Stated problem:
Put every line of the rows below into a numbered list, skipping blank lines, and leave the pictures out of your answer.

----

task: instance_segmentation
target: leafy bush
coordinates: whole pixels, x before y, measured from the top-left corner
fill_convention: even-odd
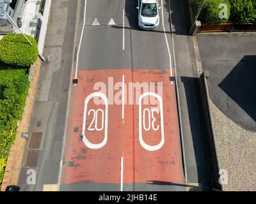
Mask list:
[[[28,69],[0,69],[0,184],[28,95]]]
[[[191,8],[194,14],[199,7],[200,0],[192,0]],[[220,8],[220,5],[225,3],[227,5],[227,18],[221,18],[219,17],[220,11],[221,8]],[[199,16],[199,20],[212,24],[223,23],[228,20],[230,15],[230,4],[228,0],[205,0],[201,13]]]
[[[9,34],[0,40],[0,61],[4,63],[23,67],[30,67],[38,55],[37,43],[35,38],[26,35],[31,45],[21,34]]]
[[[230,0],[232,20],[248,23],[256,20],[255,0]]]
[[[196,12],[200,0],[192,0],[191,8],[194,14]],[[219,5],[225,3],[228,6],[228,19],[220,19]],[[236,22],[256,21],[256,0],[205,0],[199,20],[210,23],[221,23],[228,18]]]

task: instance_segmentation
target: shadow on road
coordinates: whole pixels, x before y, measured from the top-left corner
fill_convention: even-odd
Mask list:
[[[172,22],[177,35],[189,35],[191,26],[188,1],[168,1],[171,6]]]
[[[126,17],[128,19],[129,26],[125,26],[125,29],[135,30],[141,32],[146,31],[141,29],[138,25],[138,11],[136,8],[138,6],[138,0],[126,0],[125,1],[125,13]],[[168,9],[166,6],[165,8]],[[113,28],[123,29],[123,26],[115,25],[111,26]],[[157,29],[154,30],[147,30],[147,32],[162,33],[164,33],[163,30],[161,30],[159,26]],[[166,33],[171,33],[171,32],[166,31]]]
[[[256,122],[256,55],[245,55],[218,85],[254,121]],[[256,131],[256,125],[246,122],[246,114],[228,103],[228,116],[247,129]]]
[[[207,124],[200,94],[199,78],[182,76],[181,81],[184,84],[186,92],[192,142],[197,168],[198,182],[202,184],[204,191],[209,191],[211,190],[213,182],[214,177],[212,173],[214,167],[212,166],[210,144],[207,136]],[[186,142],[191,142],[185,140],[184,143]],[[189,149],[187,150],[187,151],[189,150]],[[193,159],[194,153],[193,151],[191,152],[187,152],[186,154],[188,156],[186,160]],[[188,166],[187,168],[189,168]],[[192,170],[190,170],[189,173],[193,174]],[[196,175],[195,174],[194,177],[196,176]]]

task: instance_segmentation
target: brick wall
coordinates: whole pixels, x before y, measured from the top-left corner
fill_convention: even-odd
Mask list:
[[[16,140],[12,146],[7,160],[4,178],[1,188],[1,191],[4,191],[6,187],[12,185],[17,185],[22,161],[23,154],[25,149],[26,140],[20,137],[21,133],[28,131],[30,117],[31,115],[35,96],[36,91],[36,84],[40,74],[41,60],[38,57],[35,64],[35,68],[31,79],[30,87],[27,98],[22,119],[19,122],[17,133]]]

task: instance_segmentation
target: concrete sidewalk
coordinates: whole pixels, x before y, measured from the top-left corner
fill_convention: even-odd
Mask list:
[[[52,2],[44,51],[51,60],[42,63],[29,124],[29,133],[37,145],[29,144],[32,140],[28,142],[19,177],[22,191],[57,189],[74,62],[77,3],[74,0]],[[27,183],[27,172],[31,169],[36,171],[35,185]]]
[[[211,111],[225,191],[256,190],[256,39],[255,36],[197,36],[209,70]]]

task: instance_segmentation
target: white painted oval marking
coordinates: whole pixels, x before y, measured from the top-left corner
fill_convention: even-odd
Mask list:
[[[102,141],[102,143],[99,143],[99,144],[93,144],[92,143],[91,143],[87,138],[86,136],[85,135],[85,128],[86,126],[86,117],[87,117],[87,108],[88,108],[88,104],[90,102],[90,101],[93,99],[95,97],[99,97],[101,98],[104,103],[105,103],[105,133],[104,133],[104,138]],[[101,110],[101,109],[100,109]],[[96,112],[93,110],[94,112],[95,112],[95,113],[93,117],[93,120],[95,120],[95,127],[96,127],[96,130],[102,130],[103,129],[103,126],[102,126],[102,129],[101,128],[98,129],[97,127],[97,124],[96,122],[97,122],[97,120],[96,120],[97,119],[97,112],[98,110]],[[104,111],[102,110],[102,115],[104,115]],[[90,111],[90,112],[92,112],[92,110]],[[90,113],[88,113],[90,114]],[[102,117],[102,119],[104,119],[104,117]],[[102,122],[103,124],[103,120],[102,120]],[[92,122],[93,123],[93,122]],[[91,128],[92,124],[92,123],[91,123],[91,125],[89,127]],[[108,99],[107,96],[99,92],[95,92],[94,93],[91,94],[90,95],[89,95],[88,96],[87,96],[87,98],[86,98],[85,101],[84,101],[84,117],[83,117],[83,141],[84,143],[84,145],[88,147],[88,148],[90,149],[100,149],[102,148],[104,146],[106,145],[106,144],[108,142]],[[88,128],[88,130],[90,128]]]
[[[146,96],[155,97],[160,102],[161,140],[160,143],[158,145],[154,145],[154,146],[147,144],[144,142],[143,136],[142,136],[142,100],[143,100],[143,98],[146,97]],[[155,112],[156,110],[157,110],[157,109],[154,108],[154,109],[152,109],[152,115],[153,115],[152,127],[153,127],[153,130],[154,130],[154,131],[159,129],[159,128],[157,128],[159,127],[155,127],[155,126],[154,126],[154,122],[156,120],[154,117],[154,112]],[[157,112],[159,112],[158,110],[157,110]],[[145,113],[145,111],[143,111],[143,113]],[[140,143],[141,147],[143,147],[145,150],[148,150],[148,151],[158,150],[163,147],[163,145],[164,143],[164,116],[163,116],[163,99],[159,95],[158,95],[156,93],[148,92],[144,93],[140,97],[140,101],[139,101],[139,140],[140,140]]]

----

Complete answer:
1. task: instance_segmentation
2. target: leafy bush
3. coordinates: whole pixels, x before y, measured from the top-left corner
4. fill_convention: even-odd
5. Mask list:
6. [[[28,69],[0,69],[0,184],[28,95]]]
7. [[[191,8],[194,14],[199,7],[200,0],[192,0]],[[220,8],[220,5],[225,3],[227,5],[227,18],[221,18],[219,17],[220,11],[221,8]],[[199,16],[199,20],[212,24],[223,23],[228,20],[230,15],[230,4],[228,0],[205,0],[201,13]]]
8. [[[9,34],[0,40],[0,61],[4,63],[23,67],[30,67],[38,55],[37,43],[35,38],[26,35],[31,45],[21,34]]]
9. [[[230,0],[232,20],[248,23],[256,20],[255,0]]]
10. [[[196,12],[200,0],[192,0],[191,8],[194,14]],[[219,5],[225,3],[228,6],[228,19],[220,19]],[[236,22],[256,21],[256,0],[205,0],[199,20],[210,23],[221,23],[228,18]]]
11. task: instance_segmentation
12. target: shadow on road
13. coordinates: whole pixels, x before y, measured from the top-left corner
14. fill_convention: even-odd
15. Mask list:
16. [[[172,22],[177,35],[189,35],[191,26],[188,1],[168,1],[171,6]]]
17. [[[126,17],[128,19],[129,26],[125,26],[125,29],[135,30],[141,32],[146,31],[141,29],[138,25],[138,11],[136,8],[138,6],[138,0],[126,0],[125,1],[125,13]],[[168,9],[166,6],[165,8]],[[113,28],[123,29],[123,26],[115,25],[111,26]],[[157,29],[154,30],[147,30],[147,32],[162,33],[164,33],[163,30],[161,30],[159,26]],[[166,33],[171,33],[171,32],[166,31]]]
18. [[[256,122],[256,55],[245,55],[218,85],[254,121]],[[256,131],[256,125],[246,122],[246,114],[228,103],[228,116],[247,129]]]
19. [[[207,124],[200,94],[199,78],[182,76],[181,81],[184,84],[186,92],[192,142],[197,168],[198,182],[202,184],[204,191],[209,191],[211,190],[213,182],[214,177],[212,173],[214,167],[212,166],[210,144],[207,136]],[[186,142],[191,142],[185,140],[184,143]],[[189,149],[187,150],[187,151],[189,150]],[[193,159],[194,153],[193,151],[191,152],[187,152],[186,154],[188,156],[186,160]],[[188,166],[187,168],[189,168]],[[192,170],[190,170],[189,173],[193,174]],[[196,175],[195,174],[194,177],[196,176]]]
20. task: instance_segmentation
21. target: brick wall
22. coordinates: whole pixels, x before y, measured from the top-left corner
23. fill_convention: even-odd
24. Mask list:
25. [[[16,140],[12,146],[7,160],[4,178],[1,188],[1,191],[4,191],[6,187],[12,185],[17,185],[22,161],[23,154],[25,149],[26,140],[20,137],[21,133],[28,131],[30,117],[31,115],[35,96],[36,91],[36,84],[40,74],[41,60],[38,57],[35,64],[35,68],[31,79],[30,87],[27,98],[22,119],[19,122],[17,133]]]
26. task: instance_segmentation
27. target: concrete sidewalk
28. coordinates: whole pixels, x before y, measured from the top-left corner
29. fill_convention: even-odd
30. Mask list:
31. [[[52,2],[44,51],[51,60],[42,63],[29,124],[29,133],[37,145],[29,144],[32,140],[28,142],[19,177],[22,191],[57,189],[74,62],[77,3],[74,0]],[[27,183],[27,172],[31,169],[36,171],[35,185]]]
32. [[[211,111],[225,191],[256,190],[256,39],[255,36],[197,36],[209,70]]]
33. task: instance_segmentation
34. target: white painted oval marking
35. coordinates: whole pixels, x before y, measured from the top-left corner
36. fill_convention: even-odd
37. Mask list:
38. [[[102,141],[102,143],[99,143],[99,144],[93,144],[92,143],[91,143],[87,138],[86,136],[85,135],[85,128],[86,126],[86,117],[87,117],[87,108],[88,108],[88,104],[90,102],[90,101],[93,99],[95,97],[99,97],[101,98],[104,103],[105,103],[105,133],[104,133],[104,138]],[[101,110],[101,109],[100,109]],[[96,112],[93,110],[94,112],[95,112],[95,113],[93,117],[93,120],[95,120],[95,127],[96,127],[96,130],[102,130],[103,129],[103,126],[102,126],[102,129],[101,128],[98,129],[97,127],[97,124],[96,122],[97,122],[97,120],[96,120],[97,119],[97,112],[98,110]],[[104,111],[102,110],[102,115],[104,115]],[[90,111],[90,112],[92,112],[92,110]],[[90,113],[88,113],[90,114]],[[102,117],[102,119],[104,119],[104,117]],[[102,122],[103,124],[103,120],[102,120]],[[92,122],[93,123],[93,122]],[[91,128],[92,124],[92,123],[91,123],[91,125],[89,127]],[[108,99],[107,96],[99,92],[95,92],[94,93],[91,94],[90,95],[89,95],[88,96],[87,96],[87,98],[86,98],[85,101],[84,101],[84,117],[83,117],[83,141],[84,143],[84,145],[88,147],[88,148],[90,149],[100,149],[102,148],[104,146],[106,145],[106,144],[108,142]],[[88,128],[88,130],[90,128]]]
39. [[[146,96],[155,97],[160,102],[161,140],[160,143],[158,145],[154,145],[154,146],[147,144],[144,142],[143,136],[142,136],[142,100],[143,100],[143,98],[146,97]],[[155,112],[156,110],[157,110],[157,109],[154,108],[154,109],[152,109],[152,115],[153,115],[152,127],[153,127],[153,130],[154,130],[154,131],[159,129],[159,128],[157,128],[159,127],[155,127],[155,126],[154,126],[154,122],[156,120],[154,117],[154,112]],[[157,112],[159,112],[158,110],[157,110]],[[145,113],[145,111],[143,111],[143,113]],[[140,143],[141,147],[143,147],[145,150],[148,150],[148,151],[158,150],[163,147],[163,145],[164,143],[164,116],[163,116],[163,99],[159,95],[158,95],[156,93],[148,92],[144,93],[140,97],[140,101],[139,101],[139,140],[140,140]]]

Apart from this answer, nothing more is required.